== Teks yang Diberikan ==
Indeks Persepsi Korupsi Indonesia Turun Lagi, Penegakan Hukum Tipikor Perlu Dikaji Ulang?
BPHN.GO.ID - Tanjung Pinang. Korupsi nampaknya masih leluasa menggeliat dalam sistem pemerintahan kita. Berdasarkan data Corruption Perception Index (Indeks Persepsi Korupsi/IPK) untuk tahun 2022, Indonesia memperoleh skor 34 dengan peringkat 110 dari 180 negara. Skor tersebut turun 4 poin dari tahun sebelumnya dan merupakan skor terendah Indonesia sejak tahun 2015. Tak ayal, Presiden Joko Widodo langsung memberikan arahan kepada jajarannya untuk melakukan koreksi dan evaluasi agar ke depannya IPK Indonesia menjadi lebih baik.

 

Kepala Pusat Analisis dan Evaluasi Hukum Nasional BPHN Yunan Hilmy mengungkapkan, tindak pidana korupsi tergolong sebagai extra ordinary crime. Oleh karena itu penanganan tindak pidana korupsi membutuhkan penanganan khusus (extra ordinary measure). Turunnya skor IPK Indonesia menunjukkan bahwa kita masih perlu melakukan banyak perbaikan terhadap penegakan hukum tindak pidana korupsi di negara ini.
===
== Daftar yang Diberikan ==
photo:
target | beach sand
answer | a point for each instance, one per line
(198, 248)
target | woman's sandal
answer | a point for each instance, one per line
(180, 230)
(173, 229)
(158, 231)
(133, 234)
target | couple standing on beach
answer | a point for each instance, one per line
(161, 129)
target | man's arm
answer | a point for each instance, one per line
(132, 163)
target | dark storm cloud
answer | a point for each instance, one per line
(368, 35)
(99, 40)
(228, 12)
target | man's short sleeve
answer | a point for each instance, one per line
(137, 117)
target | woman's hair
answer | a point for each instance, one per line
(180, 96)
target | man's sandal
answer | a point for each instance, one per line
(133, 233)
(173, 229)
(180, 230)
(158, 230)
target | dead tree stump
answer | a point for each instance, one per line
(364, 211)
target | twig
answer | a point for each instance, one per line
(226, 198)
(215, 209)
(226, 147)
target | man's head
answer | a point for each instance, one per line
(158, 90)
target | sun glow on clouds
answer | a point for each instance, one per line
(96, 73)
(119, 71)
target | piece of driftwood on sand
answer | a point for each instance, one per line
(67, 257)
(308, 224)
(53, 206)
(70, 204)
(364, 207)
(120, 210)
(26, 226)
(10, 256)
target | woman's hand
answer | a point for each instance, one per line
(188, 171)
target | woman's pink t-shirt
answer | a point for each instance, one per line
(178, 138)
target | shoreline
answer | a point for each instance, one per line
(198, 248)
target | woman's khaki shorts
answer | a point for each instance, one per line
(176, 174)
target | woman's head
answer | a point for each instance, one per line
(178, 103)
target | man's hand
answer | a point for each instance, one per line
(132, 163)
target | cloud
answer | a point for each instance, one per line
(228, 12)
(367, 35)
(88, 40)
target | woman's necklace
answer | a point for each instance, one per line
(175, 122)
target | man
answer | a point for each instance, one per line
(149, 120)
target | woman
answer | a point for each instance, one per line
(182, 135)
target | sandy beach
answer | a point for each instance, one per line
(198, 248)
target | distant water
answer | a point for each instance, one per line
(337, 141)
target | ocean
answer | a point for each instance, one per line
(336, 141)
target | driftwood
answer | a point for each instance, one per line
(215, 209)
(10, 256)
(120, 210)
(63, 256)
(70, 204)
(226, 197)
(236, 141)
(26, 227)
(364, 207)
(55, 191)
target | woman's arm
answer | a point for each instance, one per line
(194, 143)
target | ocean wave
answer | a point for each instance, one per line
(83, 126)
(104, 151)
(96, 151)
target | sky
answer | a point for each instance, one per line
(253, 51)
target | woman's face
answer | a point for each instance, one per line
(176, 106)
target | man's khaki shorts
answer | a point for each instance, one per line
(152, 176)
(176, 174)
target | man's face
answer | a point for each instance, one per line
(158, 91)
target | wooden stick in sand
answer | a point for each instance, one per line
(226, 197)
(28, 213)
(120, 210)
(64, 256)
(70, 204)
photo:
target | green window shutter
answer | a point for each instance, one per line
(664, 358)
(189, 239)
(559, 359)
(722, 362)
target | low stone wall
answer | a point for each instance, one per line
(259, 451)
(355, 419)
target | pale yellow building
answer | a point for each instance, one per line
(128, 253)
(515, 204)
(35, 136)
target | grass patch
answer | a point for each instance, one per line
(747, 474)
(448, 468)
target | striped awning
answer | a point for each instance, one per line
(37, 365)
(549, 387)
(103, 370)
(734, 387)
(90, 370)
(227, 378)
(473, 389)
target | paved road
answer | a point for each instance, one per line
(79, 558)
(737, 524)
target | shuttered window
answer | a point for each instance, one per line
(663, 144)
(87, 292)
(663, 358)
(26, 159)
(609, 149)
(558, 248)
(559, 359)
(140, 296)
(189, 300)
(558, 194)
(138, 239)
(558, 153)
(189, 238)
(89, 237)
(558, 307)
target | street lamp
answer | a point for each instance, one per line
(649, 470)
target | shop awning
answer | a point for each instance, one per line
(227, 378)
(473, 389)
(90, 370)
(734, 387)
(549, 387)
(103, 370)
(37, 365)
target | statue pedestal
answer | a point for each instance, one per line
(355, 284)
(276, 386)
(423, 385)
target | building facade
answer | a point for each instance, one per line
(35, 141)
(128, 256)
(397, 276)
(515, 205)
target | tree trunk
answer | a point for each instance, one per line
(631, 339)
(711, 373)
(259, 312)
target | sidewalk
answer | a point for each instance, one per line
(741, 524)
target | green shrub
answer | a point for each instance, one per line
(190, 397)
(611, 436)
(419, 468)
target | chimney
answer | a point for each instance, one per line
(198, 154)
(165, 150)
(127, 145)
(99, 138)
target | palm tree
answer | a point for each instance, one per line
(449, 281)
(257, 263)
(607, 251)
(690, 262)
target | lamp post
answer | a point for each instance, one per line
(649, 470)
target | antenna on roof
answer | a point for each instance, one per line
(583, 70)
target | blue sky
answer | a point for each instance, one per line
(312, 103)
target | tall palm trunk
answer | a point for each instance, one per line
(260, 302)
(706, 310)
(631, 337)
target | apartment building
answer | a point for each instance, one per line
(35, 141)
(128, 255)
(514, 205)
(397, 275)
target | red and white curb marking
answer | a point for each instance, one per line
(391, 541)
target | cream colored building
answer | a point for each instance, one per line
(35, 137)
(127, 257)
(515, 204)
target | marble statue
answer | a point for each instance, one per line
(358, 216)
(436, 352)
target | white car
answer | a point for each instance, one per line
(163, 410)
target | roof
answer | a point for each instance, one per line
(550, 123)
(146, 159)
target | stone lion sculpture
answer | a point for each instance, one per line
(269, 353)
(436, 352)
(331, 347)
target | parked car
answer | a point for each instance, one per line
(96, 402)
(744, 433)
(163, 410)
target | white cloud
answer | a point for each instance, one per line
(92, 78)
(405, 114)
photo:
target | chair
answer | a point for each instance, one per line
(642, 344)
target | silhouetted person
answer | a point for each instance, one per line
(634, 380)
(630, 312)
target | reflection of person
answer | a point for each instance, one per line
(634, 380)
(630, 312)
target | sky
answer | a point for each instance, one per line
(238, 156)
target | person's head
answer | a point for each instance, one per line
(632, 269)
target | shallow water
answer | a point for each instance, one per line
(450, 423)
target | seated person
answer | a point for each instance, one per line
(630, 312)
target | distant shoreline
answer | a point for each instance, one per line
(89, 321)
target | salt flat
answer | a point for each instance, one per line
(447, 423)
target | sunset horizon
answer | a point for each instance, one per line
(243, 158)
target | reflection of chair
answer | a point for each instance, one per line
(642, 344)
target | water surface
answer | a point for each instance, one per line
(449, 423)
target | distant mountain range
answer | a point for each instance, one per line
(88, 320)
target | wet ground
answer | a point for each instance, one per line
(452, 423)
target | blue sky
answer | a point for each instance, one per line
===
- _Ketentuan Latihan_: Tulis ulang kata demi kata seluruh teks tentang Indeks Persepsi Korupsi Indonesia di atas.

- _Hasil_:
Indeks Persepsi Korupsi Indonesia Turun Lagi, Penegakan Hukum Tipikor Perlu Dikaji Ulang?
BPHN.GO.ID - Tanjung Pinang. Korupsi nampaknya masih leluasa menggeliat dalam sistem pemerintahan kita. Berdasarkan data Corruption Perception Index (Indeks Persepsi Korupsi/IPK) untuk tahun 2022, Indonesia memperoleh skor 34 dengan peringkat 110 dari 180 negara. Skor tersebut turun 4 poin dari tahun sebelumnya dan merupakan skor terendah Indonesia sejak tahun 2015. Tak ayal, Presiden Joko Widodo langsung memberikan arahan kepada jajarannya untuk melakukan koreksi dan evaluasi agar ke depannya IPK Indonesia menjadi lebih baik.

 

Kepala Pusat Analisis dan Evaluasi Hukum Nasional BPHN Yunan Hilmy mengungkapkan, tindak pidana korupsi tergolong sebagai extra ordinary crime. Oleh karena itu penanganan tindak pidana korupsi membutuhkan penanganan khusus (extra ordinary measure). Turunnya skor IPK Indonesia menunjukkan bahwa kita masih perlu melakukan banyak perbaikan terhadap penegakan hukum tindak pidana korupsi di negara ini.